- _Information shown_
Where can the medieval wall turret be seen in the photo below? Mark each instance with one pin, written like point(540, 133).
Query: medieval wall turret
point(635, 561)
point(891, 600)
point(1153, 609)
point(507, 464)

- _Exercise_
Each record above should be given again exactly as it appears.

- _Result of this task_
Where can the medieval wall turret be seen in the photo below? Mark each instance with one pin, written like point(540, 133).
Query: medieval wall turret
point(635, 561)
point(891, 600)
point(1153, 609)
point(507, 464)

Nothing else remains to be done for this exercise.